ENTRIES SHOWN:

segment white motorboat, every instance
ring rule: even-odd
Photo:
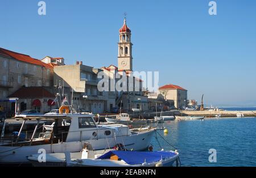
[[[94,150],[89,143],[85,144],[84,149],[80,152],[71,152],[70,160],[75,161],[79,159],[96,159],[102,154],[113,149]],[[30,155],[27,157],[29,162],[35,167],[64,167],[67,166],[65,153],[46,154],[44,156],[37,154]]]
[[[221,114],[217,114],[215,115],[215,117],[221,117]]]
[[[158,121],[173,121],[175,119],[175,117],[174,116],[161,116],[160,117],[155,116],[154,118]]]
[[[23,122],[18,137],[3,137],[0,140],[1,164],[27,163],[27,156],[38,154],[40,149],[46,153],[79,152],[84,143],[89,142],[95,150],[113,147],[117,143],[123,144],[127,150],[143,150],[150,145],[154,135],[154,128],[139,131],[131,131],[127,126],[122,124],[97,125],[93,115],[56,114],[51,115],[23,116]],[[26,139],[20,138],[27,120],[35,119],[37,124],[32,134]],[[52,129],[40,130],[42,120],[53,120]],[[63,125],[65,120],[69,125]],[[30,136],[31,137],[28,137]],[[35,135],[38,135],[36,138]],[[9,140],[9,143],[5,141]]]
[[[204,120],[204,116],[175,116],[176,119],[183,120]]]
[[[245,115],[243,115],[243,113],[242,112],[239,112],[237,114],[237,117],[245,117]]]
[[[125,121],[125,122],[131,121],[130,118],[130,115],[127,113],[119,114],[116,116],[115,118],[113,118],[113,117],[106,117],[105,119],[108,122],[115,122],[117,121]]]
[[[110,151],[97,158],[72,160],[66,154],[68,166],[76,167],[158,167],[172,166],[177,162],[179,153],[174,151]]]

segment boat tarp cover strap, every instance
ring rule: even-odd
[[[130,165],[134,165],[142,164],[145,162],[145,160],[146,163],[158,162],[161,160],[161,158],[171,158],[177,154],[170,151],[110,151],[97,159],[110,159],[113,154],[116,155],[126,163]]]

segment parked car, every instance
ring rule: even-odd
[[[0,122],[5,121],[6,118],[6,113],[5,112],[0,111]]]
[[[187,111],[196,111],[196,108],[194,108],[191,107],[188,107],[185,109],[185,110]]]
[[[118,108],[113,108],[111,109],[111,112],[113,113],[118,113],[118,111],[119,111]]]
[[[20,115],[43,115],[42,113],[38,112],[36,110],[28,109],[22,111]],[[15,118],[17,121],[19,120],[18,118]],[[31,119],[30,119],[31,120]]]
[[[58,114],[59,113],[59,109],[52,109],[50,112],[47,113],[45,114],[45,115],[50,115],[52,114]]]

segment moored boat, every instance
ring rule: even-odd
[[[183,120],[204,120],[204,116],[175,116],[176,119]]]
[[[174,151],[110,151],[96,159],[71,160],[68,154],[68,166],[155,167],[172,166],[177,162],[179,153]]]
[[[89,142],[95,150],[105,149],[106,145],[112,148],[117,143],[133,150],[147,149],[150,145],[154,128],[131,131],[127,126],[122,124],[97,125],[93,116],[76,113],[22,116],[20,118],[23,122],[18,136],[8,137],[10,142],[0,145],[0,163],[28,163],[27,156],[38,154],[40,149],[44,149],[46,154],[79,152],[85,142]],[[30,119],[36,120],[38,124],[31,137],[20,139],[26,122]],[[40,121],[49,120],[55,121],[52,129],[38,130]],[[64,120],[70,124],[63,125]],[[5,141],[6,138],[1,138]]]

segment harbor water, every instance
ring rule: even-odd
[[[175,120],[165,126],[168,134],[159,133],[178,149],[181,166],[256,166],[256,118]],[[172,149],[158,139],[160,147],[154,138],[154,149]],[[216,150],[215,163],[209,161],[212,149]]]

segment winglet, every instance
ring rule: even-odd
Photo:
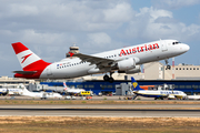
[[[70,57],[73,57],[73,54],[74,54],[74,53],[72,53],[72,52],[69,52],[69,54],[70,54]]]
[[[131,76],[131,81],[132,81],[132,89],[133,91],[139,91],[139,90],[143,90],[139,86],[138,82],[134,80],[133,76]]]
[[[66,82],[63,82],[64,91],[68,90]]]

WHAT IS EXPECTED: Pull out all lines in the items that contain the word "every". Case counts.

SOLUTION TO THIS EXERCISE:
segment white motorboat, every instance
segment boat tarp cover strap, every instance
segment parked car, every instance
segment moored boat, every instance
segment harbor water, every instance
segment winglet, every instance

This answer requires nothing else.